Me llega la noticia de que el cardenal Crescenzo Sepe, el pasado 10 de diciembre, se refirió públicamente a la próxima apertura de la causa de beatificación de Francisco II de Borbón, el último Rey de las Dos Sicilias, nacido en 1836 y fallecido en 1894, hijo de la beata María Cristina de Saboya (1812-1836) y de Fernando II (1810-1859), que subió al trono el 22 de mayo de 1859 y fue depuesto el 13 de febrero de 1861 cuando su Reino fue derrotado y anexionado a Italia.

He recordado de inmediato el magnífico libro de Francesco Maurizio di Giovine, “1815-1861, de la Italia de los Tratados a la Italia de la Revolución”, que explica en detalle lo realmente ocurrido en ese periodo en la península itálica, muy alejado de la versión oficial impuesta por el Risorgimento.

Francisco fue coronado rey a la edad de 23 años y tuvo que enfrentarse a la hostilidad de la segunda esposa de Fernando II, María Teresa de Habsburgo, que trató por todos los medios de favorecer a su propio hijo Luis, Conde de Trani, en detrimento de Francisco, poniendo todos los obstáculos en su mano para dificultar el gobierno a Francisco. Llegó incluso a involucrarse en una conspiración para sustituir a Francisco por el Conde de Trani, pero las pruebas reunidas por el general y político Carlo Filangieri fueron arrojadas por el propio Francisco II a las llamas de la chimenea mientras pronunciaba las palabras: «Ella es la esposa de mi padre».

A pesar de estos problemas familiares, Francisco II se reveló como un eficaz gobernante e impulsó diversas reformas, concediendo más autonomía a los municipios (sí, un rey de los de antes, al que a menudo se le ha puesto la etiqueta de absolutista o despótico, aplicando de verdad el principio de subsidiariedad que los Estados modernos solo conocen en sus discursos), creando comisiones con el fin de mejorar las condiciones de vida de los presos y bajando impuestos (sí, han leído bien, no es metafísicamente imposible): reduciendo a la mitad el impuesto sobre la carne y bajando las tasas aduaneras. Al final de su reinado, interrumpido abruptamente por la invasión de los ejércitos de Victorio Manuel de Saboya y Garibaldi, amplió la red ferroviaria con la línea Nápoles-Foggia, Foggia-Capo d’Otranto, Basilicata-Reggio Calabria y otra en los Abruzos.

Otra de las meritorias medidas que adoptó como rey fueron sus órdenes de compra de trigo en el extranjero para revenderlo a menor costo a la población y donarlo a los más pobres en tiempos de malas cosechas y hambruna. También destacó por sus medidas para fomentar los trabajos agrícolas, en especial secando muchos pantanos que eran fuente endémica de tifus y paludismo.

Tras la caída del Reino, Francisco II, su esposa María Sofía de Baviera (hermana de la célebre Sissi) y su hija María Cristina Pía encontraron refugio en la Roma de Pío IX hasta la caída de ésta, en 1870. En 1862, ya exiliado en Roma, envió una gran suma del dinero de que disponía para los napolitanos víctimas de una importante erupción del Vesubio.

----------

** Tarea a resolver **
Enumera todas las líneas ferroviarias con las que, según el texto sobre Francisco II, amplió la red al final de su reinado.

----------

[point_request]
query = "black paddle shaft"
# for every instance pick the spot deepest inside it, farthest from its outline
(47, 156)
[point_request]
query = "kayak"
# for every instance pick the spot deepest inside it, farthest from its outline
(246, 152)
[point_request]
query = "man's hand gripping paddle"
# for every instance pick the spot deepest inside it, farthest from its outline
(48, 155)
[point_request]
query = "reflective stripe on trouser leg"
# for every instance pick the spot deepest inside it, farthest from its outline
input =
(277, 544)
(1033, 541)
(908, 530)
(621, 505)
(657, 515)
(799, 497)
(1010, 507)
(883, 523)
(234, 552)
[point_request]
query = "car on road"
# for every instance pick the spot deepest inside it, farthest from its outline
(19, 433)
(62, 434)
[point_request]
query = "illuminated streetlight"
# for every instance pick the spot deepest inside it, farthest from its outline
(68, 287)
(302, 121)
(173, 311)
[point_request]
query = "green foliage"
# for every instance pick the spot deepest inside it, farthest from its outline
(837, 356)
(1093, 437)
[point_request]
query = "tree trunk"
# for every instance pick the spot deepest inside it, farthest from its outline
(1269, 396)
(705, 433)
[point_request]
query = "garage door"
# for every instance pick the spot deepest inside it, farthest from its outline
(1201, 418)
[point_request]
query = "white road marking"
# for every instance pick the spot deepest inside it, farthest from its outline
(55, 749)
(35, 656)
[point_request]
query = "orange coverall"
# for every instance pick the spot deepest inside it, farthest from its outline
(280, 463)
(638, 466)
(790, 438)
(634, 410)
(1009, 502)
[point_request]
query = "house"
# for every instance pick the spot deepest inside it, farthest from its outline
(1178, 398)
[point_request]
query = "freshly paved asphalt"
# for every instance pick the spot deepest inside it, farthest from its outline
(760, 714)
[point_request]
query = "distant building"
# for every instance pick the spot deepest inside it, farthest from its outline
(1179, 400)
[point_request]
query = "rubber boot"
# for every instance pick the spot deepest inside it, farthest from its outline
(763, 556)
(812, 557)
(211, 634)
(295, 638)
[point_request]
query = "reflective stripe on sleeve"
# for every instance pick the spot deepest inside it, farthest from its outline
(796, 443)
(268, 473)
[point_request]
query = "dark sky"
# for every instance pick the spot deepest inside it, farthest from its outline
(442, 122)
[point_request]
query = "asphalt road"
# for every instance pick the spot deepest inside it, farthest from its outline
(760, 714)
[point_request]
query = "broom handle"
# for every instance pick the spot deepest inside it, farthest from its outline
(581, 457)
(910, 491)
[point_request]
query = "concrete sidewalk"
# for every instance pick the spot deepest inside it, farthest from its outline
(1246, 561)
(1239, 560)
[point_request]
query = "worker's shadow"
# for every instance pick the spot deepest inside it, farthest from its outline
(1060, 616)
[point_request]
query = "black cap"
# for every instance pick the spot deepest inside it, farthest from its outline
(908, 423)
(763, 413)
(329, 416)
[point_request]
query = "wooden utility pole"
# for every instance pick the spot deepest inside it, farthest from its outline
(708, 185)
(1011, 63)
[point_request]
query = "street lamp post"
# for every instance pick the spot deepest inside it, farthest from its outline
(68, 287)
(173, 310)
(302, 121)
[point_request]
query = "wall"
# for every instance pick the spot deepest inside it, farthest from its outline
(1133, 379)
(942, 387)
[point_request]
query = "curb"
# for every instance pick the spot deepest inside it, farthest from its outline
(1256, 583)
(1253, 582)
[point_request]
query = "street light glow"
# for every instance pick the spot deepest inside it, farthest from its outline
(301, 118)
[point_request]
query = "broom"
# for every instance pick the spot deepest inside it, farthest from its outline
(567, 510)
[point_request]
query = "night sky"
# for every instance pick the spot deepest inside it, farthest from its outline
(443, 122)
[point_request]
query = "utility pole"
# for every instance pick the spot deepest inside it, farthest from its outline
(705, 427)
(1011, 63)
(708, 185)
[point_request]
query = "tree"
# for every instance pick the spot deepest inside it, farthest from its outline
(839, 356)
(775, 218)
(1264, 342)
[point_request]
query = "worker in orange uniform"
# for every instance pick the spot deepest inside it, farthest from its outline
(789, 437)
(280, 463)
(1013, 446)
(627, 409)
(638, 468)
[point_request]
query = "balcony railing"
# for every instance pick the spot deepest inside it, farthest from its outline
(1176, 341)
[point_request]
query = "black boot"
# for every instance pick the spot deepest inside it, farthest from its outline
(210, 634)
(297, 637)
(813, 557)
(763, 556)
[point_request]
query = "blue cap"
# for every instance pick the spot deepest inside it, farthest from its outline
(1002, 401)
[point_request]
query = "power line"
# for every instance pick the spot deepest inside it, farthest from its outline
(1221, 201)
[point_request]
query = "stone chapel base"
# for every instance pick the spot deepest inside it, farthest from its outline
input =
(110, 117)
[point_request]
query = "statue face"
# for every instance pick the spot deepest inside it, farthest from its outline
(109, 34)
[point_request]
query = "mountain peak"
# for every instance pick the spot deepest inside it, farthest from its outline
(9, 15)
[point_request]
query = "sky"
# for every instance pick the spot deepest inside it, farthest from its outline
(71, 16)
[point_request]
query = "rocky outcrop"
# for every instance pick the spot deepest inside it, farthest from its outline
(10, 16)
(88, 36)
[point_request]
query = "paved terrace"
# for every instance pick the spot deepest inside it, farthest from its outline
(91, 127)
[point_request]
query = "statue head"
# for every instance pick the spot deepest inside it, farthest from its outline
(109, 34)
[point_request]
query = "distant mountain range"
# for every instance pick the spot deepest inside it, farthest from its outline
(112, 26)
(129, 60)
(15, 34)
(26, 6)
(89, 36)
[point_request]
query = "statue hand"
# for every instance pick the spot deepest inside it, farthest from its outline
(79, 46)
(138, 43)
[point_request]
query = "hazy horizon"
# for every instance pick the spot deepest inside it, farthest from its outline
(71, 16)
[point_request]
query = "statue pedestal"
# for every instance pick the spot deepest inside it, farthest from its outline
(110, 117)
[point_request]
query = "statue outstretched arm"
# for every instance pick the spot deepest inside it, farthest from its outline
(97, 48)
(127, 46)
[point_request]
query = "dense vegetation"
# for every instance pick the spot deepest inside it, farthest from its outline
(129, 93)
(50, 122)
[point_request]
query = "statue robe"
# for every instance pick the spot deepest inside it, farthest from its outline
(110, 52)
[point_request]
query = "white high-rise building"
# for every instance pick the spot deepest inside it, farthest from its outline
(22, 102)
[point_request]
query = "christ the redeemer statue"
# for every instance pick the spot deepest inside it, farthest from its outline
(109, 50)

----------

** Respuesta correcta **
Nápoles-Foggia; Foggia-Capo d’Otranto; Basilicata-Reggio Calabria; una línea en los Abruzos.